_TO DO_
1. From the Barsanti Woodwork text, copy the passage word for word, starting at the words "Initially, Gereg intended" and ending after "Barsanti Woodwork's debt.".
2. Answer these from the Barsanti Woodwork text:
(a) Who was Harris Bank's attorney during the negotiations?
(b) On what date did BWC Capital acquire the remaining Harris Bank debt?
(c) To what date was the Assignment and Conveyance of Title backdated?

_EXCERPTED TEXT_
□ □ □

Initially, Gereg intended to purchase the debt through a company named BWC Holdings, which was owned by Kelly, with Gereg as its nominee. During the negotiations, however, Harris Bank's attorney, James Sullivan, requested documents showing that Gereg was the sole owner of the entity purchasing Barsanti Woodwork's debt.
Ultimately, Defendants decided to form a shell company called BWC Capital LLC with Gereg as the sole owner. Filer expressed misgivings in an email to Kelly over this decision: at this point Kelly and Filer had only known Gereg a few months. Filer was concerned that making Gereg the debt-holder could result in him taking ownership of Barsanti Woodwork. Kelly and Filer determined that they could mediate this financial concern by drawing up papers that, if executed, assigned Gereg's interest in BWC Capital to the K Family Trust, an entity that ultimately would be controlled by Kelly. Despite this plan, the K Family Trust was never created. And while Gereg executed the assignment agreement, the document was never countersigned. During his negotiations, Gereg did not inform Harris Bank about the existence of the unexecuted K Family Trust assignment documents.
On May 2, 2013, BWC Capital acquired the remaining Harris Bank debt, which included the lien on Barsanti Woodwork's assets. Kelly testified at trial that, for a short period after the pressure of the Harris Bank subsided, he began paying creditors and attempting to resume normal operations. Purchasing the Harris Bank debt did not, however, cure Barsanti Woodwork's creditor problems. The company continued to face pressure from other creditors, most importantly the Illinois Department of Revenue, who controlled its business license, and the Carpenter's Union, who controlled its employees. The non-Harris Bank debts exceeded the value of Barsanti Woodwork's assets.
In May 2013, in an effort to avoid Barsanti Woodwork having to liquidate its assets and ultimately cease operations, Defendants drafted and backdated a change of terms agreement between Barsanti Woodwork and BWC Capital. The backdated document inserted a confession of judgment provision into the contracts governing the acquired Harris Bank notes. A confession of judgment is used to short-circuit lawsuits by having the debtor agree that, due to the debt, the creditor is entitled to the debtor's assets. Using the confession of judgment provision, BWC Capital filed suit against Barsanti Woodwork in the Circuit Court of Cook County seeking to enforce its lien on the company's assets.
On July 3, 2013, the Circuit Court of Cook County accepted the confession of judgment and entered judgment against Barsanti Woodwork. The judgment ordered Barsanti Woodwork to assign certain property to BWC Capital in order to fulfil the judgment. On August 21, 2013, Kelly circulated an executed version of the Assignment and Conveyance of Title called for by the Cook County judgment. The document assigned all of Barsanti Woodwork's assets to BWC Capital. The assignment document was backdated to July 3, 2013, which corresponded to the date of the Cook County judgment. Kelly's email circulating the executed Assignment and Conveyance of Title is the wire that forms the basis for Count 1.

□ □ □

_GIVEN RECORDS_

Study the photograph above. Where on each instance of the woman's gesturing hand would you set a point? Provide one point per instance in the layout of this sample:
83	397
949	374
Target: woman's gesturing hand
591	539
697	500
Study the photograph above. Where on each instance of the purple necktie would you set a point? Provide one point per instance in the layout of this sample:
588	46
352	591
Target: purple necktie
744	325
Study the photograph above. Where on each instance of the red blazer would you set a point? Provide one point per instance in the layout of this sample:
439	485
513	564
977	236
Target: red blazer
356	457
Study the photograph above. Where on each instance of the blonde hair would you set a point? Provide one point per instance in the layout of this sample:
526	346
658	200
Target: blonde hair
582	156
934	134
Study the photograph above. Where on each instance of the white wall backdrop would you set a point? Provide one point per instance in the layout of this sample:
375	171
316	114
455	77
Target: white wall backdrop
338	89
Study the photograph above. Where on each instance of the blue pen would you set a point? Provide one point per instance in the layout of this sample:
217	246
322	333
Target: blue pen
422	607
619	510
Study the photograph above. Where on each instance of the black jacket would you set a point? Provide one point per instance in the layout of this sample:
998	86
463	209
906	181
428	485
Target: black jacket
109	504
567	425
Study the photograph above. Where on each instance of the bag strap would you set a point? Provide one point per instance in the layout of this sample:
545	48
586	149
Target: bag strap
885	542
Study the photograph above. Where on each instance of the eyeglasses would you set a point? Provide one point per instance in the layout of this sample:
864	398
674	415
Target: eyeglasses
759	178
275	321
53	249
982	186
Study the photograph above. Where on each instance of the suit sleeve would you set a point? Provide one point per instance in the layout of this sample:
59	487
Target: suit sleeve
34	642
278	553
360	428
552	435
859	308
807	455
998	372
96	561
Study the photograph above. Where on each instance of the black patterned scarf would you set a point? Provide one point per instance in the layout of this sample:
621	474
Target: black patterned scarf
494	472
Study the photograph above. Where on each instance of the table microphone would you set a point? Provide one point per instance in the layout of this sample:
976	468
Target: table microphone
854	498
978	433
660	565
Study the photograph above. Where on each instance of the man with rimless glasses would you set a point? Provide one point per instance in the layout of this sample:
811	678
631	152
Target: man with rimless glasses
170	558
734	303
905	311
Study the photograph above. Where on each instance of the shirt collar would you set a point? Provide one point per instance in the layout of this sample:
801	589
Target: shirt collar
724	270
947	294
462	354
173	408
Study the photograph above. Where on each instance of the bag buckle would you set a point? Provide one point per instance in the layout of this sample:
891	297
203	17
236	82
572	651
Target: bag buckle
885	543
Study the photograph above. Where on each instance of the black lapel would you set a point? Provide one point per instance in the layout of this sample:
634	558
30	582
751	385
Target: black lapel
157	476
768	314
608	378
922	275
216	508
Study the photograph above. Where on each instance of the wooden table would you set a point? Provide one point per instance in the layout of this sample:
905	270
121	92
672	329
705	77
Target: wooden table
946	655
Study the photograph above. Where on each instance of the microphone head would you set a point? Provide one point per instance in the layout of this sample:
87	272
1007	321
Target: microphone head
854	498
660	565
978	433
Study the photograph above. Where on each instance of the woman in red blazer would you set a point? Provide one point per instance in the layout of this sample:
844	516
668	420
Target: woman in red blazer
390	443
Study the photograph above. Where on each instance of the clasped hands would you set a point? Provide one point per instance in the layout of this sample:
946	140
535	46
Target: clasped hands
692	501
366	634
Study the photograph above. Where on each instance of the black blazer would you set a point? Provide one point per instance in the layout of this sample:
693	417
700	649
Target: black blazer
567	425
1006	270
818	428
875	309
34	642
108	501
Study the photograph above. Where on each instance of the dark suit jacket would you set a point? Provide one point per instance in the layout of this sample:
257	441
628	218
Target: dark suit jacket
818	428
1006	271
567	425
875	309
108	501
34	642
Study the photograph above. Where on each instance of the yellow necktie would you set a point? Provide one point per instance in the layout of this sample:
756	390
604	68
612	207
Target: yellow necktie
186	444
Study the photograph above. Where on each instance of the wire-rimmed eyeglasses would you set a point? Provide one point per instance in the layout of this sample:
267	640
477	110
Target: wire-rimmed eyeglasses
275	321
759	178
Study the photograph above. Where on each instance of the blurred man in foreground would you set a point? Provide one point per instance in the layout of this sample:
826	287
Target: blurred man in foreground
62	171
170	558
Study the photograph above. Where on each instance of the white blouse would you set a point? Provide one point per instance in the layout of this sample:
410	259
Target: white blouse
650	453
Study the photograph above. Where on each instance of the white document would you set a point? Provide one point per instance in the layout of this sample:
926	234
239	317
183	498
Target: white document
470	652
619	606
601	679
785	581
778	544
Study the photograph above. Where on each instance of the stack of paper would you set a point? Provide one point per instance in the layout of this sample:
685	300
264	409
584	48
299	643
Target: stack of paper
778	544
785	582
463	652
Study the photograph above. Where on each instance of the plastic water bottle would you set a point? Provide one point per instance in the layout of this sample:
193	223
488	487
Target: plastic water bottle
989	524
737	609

□ □ □

_REPLIES_
1.
Initially, Gereg intended to purchase the debt through a company named BWC Holdings, which was owned by Kelly, with Gereg as its nominee. During the negotiations, however, Harris Bank's attorney, James Sullivan, requested documents showing that Gereg was the sole owner of the entity purchasing Barsanti Woodwork's debt.

2.
(a) James Sullivan
(b) May 2, 2013
(c) July 3, 2013